§ SUPPLIED RECORDS
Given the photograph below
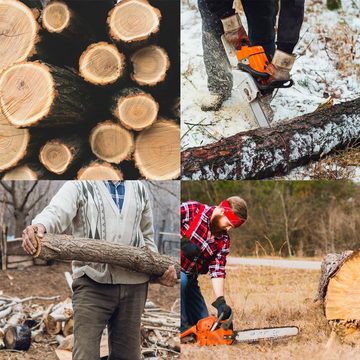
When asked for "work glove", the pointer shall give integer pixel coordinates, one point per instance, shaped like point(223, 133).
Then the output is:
point(234, 32)
point(222, 307)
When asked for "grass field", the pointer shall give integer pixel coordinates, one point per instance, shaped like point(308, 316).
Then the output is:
point(264, 296)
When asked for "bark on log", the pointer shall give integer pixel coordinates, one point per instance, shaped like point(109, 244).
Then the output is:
point(111, 142)
point(157, 151)
point(102, 64)
point(65, 247)
point(43, 95)
point(135, 109)
point(262, 153)
point(18, 33)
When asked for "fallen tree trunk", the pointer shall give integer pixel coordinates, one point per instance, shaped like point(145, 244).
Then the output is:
point(262, 153)
point(65, 247)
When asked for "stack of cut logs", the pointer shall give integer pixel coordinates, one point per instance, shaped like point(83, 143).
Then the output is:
point(21, 324)
point(89, 89)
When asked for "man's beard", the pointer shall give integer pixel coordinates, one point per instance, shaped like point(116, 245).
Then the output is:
point(215, 228)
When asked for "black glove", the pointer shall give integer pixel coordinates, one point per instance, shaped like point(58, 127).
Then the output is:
point(222, 307)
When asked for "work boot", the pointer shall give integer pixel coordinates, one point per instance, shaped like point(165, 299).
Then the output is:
point(213, 102)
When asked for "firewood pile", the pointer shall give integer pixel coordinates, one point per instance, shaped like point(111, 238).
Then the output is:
point(89, 89)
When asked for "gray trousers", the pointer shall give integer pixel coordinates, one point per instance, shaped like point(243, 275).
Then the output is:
point(117, 306)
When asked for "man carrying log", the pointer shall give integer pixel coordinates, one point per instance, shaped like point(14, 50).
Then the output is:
point(103, 294)
point(205, 244)
point(219, 17)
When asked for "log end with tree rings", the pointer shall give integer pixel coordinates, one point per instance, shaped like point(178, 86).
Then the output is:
point(150, 65)
point(18, 33)
point(136, 111)
point(133, 20)
point(56, 156)
point(56, 17)
point(99, 171)
point(17, 337)
point(111, 142)
point(157, 151)
point(27, 92)
point(13, 144)
point(101, 64)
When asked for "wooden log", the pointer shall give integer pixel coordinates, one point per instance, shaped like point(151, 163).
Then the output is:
point(133, 21)
point(262, 153)
point(18, 33)
point(58, 155)
point(65, 247)
point(150, 65)
point(135, 109)
point(157, 151)
point(99, 171)
point(40, 94)
point(102, 64)
point(111, 142)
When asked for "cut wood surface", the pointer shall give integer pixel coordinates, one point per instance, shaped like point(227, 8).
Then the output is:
point(111, 142)
point(99, 171)
point(65, 247)
point(157, 151)
point(133, 20)
point(18, 33)
point(34, 93)
point(136, 109)
point(102, 64)
point(262, 153)
point(150, 65)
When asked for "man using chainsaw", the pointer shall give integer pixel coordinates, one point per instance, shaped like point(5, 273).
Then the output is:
point(204, 246)
point(219, 17)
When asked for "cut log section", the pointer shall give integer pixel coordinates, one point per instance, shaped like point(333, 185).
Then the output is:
point(136, 109)
point(66, 247)
point(59, 154)
point(37, 94)
point(111, 142)
point(157, 151)
point(262, 153)
point(99, 171)
point(150, 65)
point(18, 33)
point(132, 21)
point(102, 64)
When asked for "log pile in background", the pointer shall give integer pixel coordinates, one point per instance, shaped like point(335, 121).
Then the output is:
point(339, 293)
point(89, 89)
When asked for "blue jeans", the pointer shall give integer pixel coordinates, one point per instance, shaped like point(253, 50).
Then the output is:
point(193, 307)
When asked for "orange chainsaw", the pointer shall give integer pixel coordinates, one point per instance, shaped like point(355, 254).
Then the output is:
point(215, 331)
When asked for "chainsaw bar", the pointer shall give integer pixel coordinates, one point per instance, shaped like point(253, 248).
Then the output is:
point(254, 335)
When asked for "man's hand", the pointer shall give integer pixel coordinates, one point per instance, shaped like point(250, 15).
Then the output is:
point(169, 277)
point(29, 237)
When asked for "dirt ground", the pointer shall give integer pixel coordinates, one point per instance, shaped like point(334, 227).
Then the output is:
point(264, 296)
point(50, 281)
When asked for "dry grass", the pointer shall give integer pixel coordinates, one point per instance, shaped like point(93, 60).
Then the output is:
point(264, 296)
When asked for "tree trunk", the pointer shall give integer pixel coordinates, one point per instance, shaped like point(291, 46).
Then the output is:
point(157, 151)
point(111, 142)
point(64, 247)
point(44, 95)
point(135, 109)
point(262, 153)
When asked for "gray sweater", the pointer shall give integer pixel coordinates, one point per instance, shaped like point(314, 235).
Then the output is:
point(86, 209)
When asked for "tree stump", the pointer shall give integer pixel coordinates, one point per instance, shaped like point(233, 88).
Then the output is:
point(18, 33)
point(136, 109)
point(132, 21)
point(102, 64)
point(339, 292)
point(150, 65)
point(111, 142)
point(157, 151)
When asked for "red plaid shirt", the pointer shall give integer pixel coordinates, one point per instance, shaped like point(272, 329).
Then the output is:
point(214, 250)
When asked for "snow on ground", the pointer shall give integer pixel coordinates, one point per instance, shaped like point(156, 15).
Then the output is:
point(328, 64)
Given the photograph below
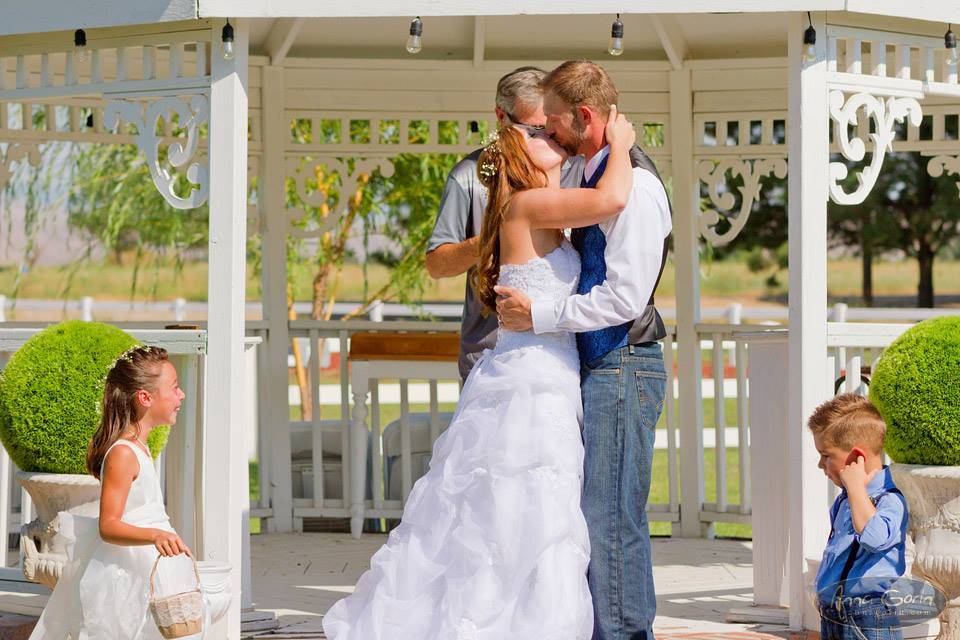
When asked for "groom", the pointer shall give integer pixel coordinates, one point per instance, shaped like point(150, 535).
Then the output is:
point(623, 380)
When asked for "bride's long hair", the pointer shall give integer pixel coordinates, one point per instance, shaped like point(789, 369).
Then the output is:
point(504, 168)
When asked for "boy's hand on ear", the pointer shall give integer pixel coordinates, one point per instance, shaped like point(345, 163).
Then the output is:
point(854, 475)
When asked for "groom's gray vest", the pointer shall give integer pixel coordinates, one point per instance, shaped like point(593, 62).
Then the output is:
point(590, 242)
point(649, 326)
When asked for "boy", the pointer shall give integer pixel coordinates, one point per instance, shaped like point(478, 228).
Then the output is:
point(865, 551)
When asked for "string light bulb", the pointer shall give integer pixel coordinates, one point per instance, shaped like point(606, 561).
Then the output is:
point(809, 42)
point(950, 42)
point(616, 38)
point(226, 46)
point(80, 50)
point(415, 39)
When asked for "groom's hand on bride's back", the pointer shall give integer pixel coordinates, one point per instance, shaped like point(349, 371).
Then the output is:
point(513, 309)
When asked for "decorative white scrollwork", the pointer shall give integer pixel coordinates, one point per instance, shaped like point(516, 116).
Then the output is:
point(191, 115)
point(940, 165)
point(884, 114)
point(714, 175)
point(15, 152)
point(348, 181)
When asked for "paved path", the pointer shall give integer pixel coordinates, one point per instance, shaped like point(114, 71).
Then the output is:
point(698, 581)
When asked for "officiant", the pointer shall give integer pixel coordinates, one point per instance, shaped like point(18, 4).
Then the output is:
point(454, 245)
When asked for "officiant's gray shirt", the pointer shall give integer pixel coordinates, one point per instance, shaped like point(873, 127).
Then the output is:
point(460, 218)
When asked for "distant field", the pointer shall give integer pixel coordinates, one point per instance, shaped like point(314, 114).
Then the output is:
point(722, 280)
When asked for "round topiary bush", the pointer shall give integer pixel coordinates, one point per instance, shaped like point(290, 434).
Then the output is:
point(916, 387)
point(50, 394)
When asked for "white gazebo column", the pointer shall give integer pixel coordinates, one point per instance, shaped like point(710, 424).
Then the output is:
point(225, 479)
point(686, 211)
point(276, 132)
point(809, 157)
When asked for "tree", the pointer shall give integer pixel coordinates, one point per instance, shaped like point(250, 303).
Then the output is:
point(113, 203)
point(907, 210)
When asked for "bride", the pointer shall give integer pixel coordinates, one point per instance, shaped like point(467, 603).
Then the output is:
point(492, 544)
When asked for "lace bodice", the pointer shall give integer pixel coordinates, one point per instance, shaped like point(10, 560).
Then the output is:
point(553, 277)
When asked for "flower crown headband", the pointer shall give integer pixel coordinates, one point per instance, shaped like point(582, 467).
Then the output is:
point(492, 147)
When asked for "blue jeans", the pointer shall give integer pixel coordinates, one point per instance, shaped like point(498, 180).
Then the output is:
point(622, 399)
point(876, 622)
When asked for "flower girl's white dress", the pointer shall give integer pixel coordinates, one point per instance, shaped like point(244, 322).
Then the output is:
point(493, 544)
point(103, 591)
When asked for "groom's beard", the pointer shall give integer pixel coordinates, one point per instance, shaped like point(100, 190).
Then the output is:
point(572, 139)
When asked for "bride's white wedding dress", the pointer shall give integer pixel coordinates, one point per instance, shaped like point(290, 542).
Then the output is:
point(492, 544)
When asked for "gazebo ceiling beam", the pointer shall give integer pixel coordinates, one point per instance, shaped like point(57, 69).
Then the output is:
point(479, 39)
point(672, 39)
point(281, 37)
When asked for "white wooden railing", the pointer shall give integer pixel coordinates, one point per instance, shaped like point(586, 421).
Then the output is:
point(334, 477)
point(321, 447)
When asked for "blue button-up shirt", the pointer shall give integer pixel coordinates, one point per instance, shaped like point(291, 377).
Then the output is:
point(882, 540)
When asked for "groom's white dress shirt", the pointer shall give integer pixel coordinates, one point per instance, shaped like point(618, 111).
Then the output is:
point(633, 255)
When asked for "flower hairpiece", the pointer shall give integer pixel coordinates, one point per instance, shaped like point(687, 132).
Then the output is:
point(492, 147)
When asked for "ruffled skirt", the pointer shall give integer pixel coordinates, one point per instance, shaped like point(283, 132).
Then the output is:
point(492, 544)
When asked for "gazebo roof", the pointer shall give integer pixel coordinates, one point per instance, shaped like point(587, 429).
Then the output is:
point(753, 25)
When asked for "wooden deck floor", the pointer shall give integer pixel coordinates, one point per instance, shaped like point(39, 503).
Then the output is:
point(299, 576)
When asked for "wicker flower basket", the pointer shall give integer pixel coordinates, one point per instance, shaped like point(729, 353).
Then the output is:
point(178, 615)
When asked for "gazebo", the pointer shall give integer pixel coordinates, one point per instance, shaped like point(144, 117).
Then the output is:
point(733, 90)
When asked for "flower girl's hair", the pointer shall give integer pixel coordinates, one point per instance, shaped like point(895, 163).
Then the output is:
point(504, 167)
point(136, 369)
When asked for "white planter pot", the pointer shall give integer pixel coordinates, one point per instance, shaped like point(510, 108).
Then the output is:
point(41, 545)
point(933, 497)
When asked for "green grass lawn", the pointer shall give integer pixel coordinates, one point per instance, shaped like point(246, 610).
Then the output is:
point(109, 280)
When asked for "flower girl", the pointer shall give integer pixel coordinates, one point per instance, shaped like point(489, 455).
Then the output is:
point(103, 591)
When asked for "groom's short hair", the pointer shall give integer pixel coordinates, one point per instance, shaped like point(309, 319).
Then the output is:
point(520, 87)
point(582, 82)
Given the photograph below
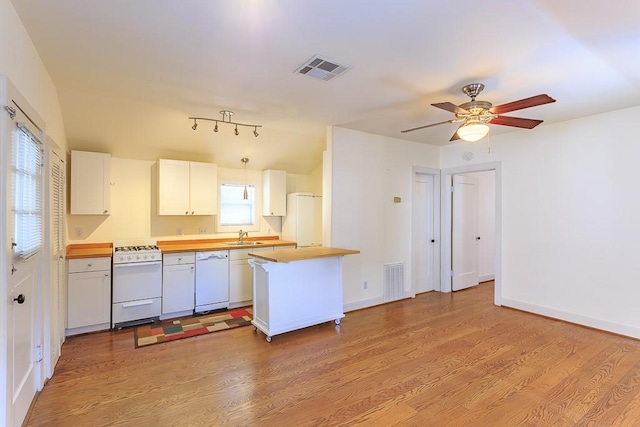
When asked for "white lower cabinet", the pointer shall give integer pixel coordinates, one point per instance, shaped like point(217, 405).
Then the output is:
point(88, 295)
point(178, 284)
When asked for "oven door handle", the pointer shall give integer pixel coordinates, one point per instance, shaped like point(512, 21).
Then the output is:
point(133, 264)
point(137, 303)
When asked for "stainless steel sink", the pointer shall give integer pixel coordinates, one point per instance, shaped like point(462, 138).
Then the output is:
point(244, 243)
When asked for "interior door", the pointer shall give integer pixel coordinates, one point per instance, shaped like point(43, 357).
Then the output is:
point(423, 234)
point(464, 238)
point(24, 218)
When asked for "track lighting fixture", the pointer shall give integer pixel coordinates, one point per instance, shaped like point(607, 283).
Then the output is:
point(226, 118)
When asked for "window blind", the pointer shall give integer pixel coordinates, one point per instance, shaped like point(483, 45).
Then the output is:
point(234, 210)
point(26, 192)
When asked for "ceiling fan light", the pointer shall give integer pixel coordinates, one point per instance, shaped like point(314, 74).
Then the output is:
point(473, 132)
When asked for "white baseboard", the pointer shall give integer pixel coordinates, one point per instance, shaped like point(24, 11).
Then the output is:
point(592, 322)
point(358, 305)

§ DIRECTIONS FOR THIS TASK
Look back at the entries above. Retype the line with "like point(111, 238).", the line with "like point(178, 86).", and all lines in between.

§ ANSWER BOX
When asked for "firewood pile", the pointer shall give integer pixel coordinates, one point per instance, shaped like point(111, 238).
Then the output is:
point(89, 89)
When asked for "gray trousers", the pointer shall give integer pixel coordinates, one point per instance, shaped like point(243, 275).
Then the output is:
point(117, 306)
When asked for "man carrying log", the pointer shall give integer pixel coordinates, one point per instance, shaped like point(14, 50).
Then the output is:
point(103, 294)
point(205, 244)
point(219, 17)
When asked for "log end with tree rings", the pointer shall give integer pixel coordinates, one point per instance, shaped like point(178, 86).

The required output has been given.